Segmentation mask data
--- START ---
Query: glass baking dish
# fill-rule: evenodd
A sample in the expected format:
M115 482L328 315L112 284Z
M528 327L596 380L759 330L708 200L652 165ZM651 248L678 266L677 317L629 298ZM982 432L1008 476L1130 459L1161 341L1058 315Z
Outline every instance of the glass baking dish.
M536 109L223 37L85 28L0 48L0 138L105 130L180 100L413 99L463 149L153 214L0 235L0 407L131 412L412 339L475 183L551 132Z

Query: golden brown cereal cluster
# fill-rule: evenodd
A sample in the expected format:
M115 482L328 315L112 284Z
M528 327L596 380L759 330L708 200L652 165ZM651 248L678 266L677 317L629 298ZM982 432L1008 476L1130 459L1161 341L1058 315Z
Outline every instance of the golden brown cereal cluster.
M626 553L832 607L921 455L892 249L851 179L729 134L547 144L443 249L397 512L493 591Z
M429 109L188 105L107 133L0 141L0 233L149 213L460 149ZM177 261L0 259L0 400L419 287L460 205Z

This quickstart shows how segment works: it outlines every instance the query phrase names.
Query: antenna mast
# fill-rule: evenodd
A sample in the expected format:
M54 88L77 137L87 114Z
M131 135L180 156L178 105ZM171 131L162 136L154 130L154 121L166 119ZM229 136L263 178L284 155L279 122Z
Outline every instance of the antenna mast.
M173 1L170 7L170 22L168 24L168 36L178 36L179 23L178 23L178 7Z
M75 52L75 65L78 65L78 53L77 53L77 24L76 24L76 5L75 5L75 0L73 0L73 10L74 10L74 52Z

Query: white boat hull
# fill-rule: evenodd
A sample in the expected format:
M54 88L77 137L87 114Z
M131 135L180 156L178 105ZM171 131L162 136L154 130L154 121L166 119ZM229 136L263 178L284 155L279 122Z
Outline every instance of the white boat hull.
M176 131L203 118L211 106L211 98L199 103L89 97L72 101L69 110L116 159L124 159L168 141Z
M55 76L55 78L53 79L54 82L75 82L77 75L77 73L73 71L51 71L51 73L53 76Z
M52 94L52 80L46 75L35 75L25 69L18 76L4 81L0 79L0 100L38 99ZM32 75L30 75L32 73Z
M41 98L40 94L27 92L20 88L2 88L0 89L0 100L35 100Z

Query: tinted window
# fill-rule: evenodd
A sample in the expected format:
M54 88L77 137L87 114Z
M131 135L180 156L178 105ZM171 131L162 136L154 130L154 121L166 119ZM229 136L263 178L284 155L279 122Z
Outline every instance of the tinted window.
--- END ---
The response has to match the records above word for word.

Query: glass baking dish
# fill-rule: evenodd
A sample in the expected format:
M115 482L328 315L112 284Z
M528 327L596 380L759 330L708 200L652 165ZM651 248L678 266L677 317L629 298ZM982 432L1008 476L1130 459L1161 341L1058 315Z
Outline every instance of the glass baking dish.
M536 109L223 37L85 28L0 48L0 138L105 130L180 100L413 99L463 149L153 214L0 235L0 407L131 412L412 339L475 183L551 132Z

Query: golden brown cereal cluster
# fill-rule: evenodd
A sample in the expected format:
M115 482L328 315L112 284Z
M528 327L596 380L759 330L708 200L652 165ZM651 248L678 266L677 317L629 298ZM982 432L1008 476L1130 459L1161 341L1058 315Z
Outline every instance of the golden brown cereal cluster.
M626 553L832 607L921 455L892 249L851 179L729 134L547 144L443 249L397 512L493 591Z
M429 109L188 105L107 133L0 141L0 233L149 213L460 149ZM177 261L0 259L0 400L419 287L460 205Z

This quickstart shows how segment works: it outlines every instance the query phrase names.
Query: antenna mast
# fill-rule: evenodd
A sample in the expected format:
M54 88L77 137L87 114Z
M131 135L180 156L178 105ZM171 131L162 136L154 130L154 121L166 119ZM229 136L263 178L284 155L279 122Z
Outline every instance of the antenna mast.
M173 1L170 7L170 22L168 24L168 36L178 36L179 23L178 23L178 7Z
M75 52L75 65L78 65L78 53L77 53L77 24L76 24L76 5L75 5L75 0L73 0L73 10L74 10L74 52Z

Query: white boat hull
# fill-rule: evenodd
A sample in the expected format:
M54 88L77 137L87 114Z
M131 135L180 156L178 105ZM171 131L162 136L154 130L154 121L166 119ZM229 136L263 178L284 155L279 122Z
Outline every instance of the white boat hull.
M176 131L203 118L211 106L211 98L199 103L89 97L72 101L69 110L116 159L124 159L168 141Z
M55 76L55 78L53 79L54 82L75 82L77 75L77 73L73 71L51 71L51 73L53 76Z
M52 94L52 80L46 75L35 75L25 69L18 76L4 81L0 79L0 100L38 99ZM32 75L30 75L32 73Z
M41 98L40 94L27 92L20 88L2 88L0 89L0 100L35 100Z

Query: tinted window
# fill-rule: evenodd
A sample in the expected format:
M54 88L77 137L87 114Z
M131 135L180 156L178 105ZM171 131L162 136L154 130L154 121L166 119ZM229 136L263 178L284 155L279 122Z
Outline every instance of the tinted window.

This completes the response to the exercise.